Leesfragment
########################################
Klik hier om terug te gaan naar het artikel zonder voetnoten

Metusalach, de oeroude mens 

Metuselach had Adam vaak ontmoet en naar zijn verhaal geluisterd. Adam kon mooi vertellen. Boeiend en leerzaam beter gezegd, want zo mooi was zijn verhaal niet. Behalve dan het begin over de prachtige tuin waarin hij samen met Eva mocht leven en werken. Hoe God daar heel open en vertrouwelijk met hen omging.

Maar dat was dramatisch veranderd toen Adam en Eva meenden zelf te kunnen bepalen wat goed en fout was. Hoe vaak Adam het vertelde, steeds weer kreeg hij daarbij tranen in de ogen. Vooral wanneer hij vertelde dat God hem toen al, op de dag dat alles fout was gegaan, beloofd had eens alles toch weer goed te maken.
########################################
(Fragmenten uit een dataset)
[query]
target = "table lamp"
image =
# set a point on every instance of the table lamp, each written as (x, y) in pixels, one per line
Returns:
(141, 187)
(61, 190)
########################################
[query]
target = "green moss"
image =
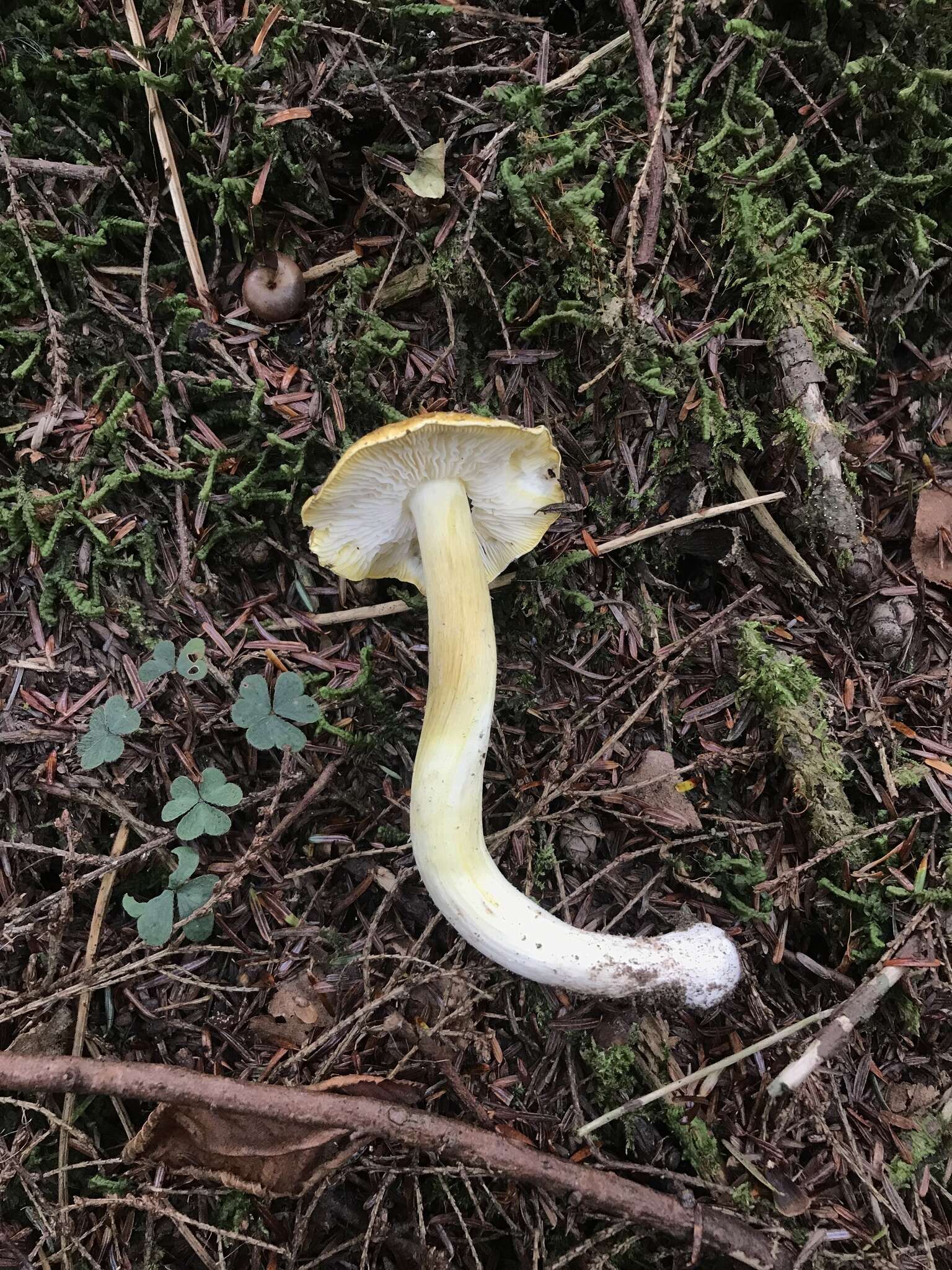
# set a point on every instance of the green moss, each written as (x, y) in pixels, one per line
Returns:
########################################
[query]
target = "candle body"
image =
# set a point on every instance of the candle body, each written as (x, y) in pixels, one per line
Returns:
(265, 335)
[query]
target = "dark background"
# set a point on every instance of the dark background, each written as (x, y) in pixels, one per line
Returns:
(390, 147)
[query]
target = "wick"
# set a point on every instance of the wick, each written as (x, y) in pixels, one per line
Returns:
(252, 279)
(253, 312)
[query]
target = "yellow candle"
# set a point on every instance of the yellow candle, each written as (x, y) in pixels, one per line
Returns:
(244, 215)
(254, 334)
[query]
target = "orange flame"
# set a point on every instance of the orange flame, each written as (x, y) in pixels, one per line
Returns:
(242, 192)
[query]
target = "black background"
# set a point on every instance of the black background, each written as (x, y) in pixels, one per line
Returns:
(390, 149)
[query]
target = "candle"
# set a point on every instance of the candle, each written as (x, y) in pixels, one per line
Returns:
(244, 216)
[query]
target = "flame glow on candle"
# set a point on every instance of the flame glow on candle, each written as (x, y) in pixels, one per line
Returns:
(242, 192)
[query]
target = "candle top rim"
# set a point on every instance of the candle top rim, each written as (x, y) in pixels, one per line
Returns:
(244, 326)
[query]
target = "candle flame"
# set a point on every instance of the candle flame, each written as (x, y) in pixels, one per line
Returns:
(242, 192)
########################################
Zet het leesfragment over Metusalach en Adam voort, te beginnen na de laatste zin. Deze records zijn apart materiaal en staan los van het leesfragment over Metusalach.

Na zijn negenhonderdste verjaardag vertelde Adam zijn verhaal niet meer. Andere vaders en opa’s moesten het maar overnemen. Zo hoort het ook. Vaders en opa’s, moeders en oma’s, moeten hun kinderen vertellen over de grote daden van God. Ook, en misschien wel juist, als ze een complete Bijbel hebben. Hoe ouder je bent hoe meer je immers kunt getuigen van Gods genade en wat dat voor jou in je leven betekent.

Zo had Metuselach het verhaal van Adam en Gods belofte ook van vader Henoch gehoord. Vader Henoch vertelde dat heel precies. Daarvoor zorgde de heilige Geest wel. Want van schrijven en lezen hadden ze nog niet gehoord. Vader Henoch was helemaal vol van een leven met God. God was alles voor hem. Hoe vaak had hij niet gezegd dat hij dagelijks Gods nabijheid haast tastbaar in zijn leven voelde. Vader Henoch wandelde om zo te zeggen met God.

Hoewel Metuselach die geloofservaring niet in die mate had, vertelde hij later op zijn beurt zijn kinderen ook het verhaal van Adam en Gods belofte. Maar daarmee was hij abrupt gestopt toen vader Henoch op een dag niet meer thuis gekomen was. Spoorloos verdwenen, alsof hij van de aardbodem verdwenen was. Vrienden zeiden dat God vader Henoch bij zich genomen had. Metuselach geloofde dat wel, maar het bood hem geen troost. God had toch moeten bedenken dat zij dan alleen achter zouden blijven! Gaandeweg was Metuselach daardoor van God vervreemd geraakt. Was hij zonder God gaan leven.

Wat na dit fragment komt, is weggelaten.